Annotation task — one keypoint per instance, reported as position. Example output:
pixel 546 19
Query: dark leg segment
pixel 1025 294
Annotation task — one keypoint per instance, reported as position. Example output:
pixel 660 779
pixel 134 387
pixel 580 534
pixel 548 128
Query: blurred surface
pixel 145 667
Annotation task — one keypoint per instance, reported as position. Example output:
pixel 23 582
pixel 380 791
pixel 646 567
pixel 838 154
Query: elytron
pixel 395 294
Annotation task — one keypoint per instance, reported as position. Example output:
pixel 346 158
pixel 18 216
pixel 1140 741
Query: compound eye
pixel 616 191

== WHAT IS ASKED ==
Can you write out the material word for word, starting with its first line and going on through the line with "pixel 145 667", including that line?

== COMPLETED EXERCISE ==
Annotation task — one keypoint per instance, reported as position. Example output:
pixel 546 19
Query: dark leg segment
pixel 1025 294
Annotation task — one keypoint per instance, reported as position. Example output:
pixel 660 779
pixel 134 387
pixel 580 534
pixel 548 128
Query: blurred surface
pixel 145 667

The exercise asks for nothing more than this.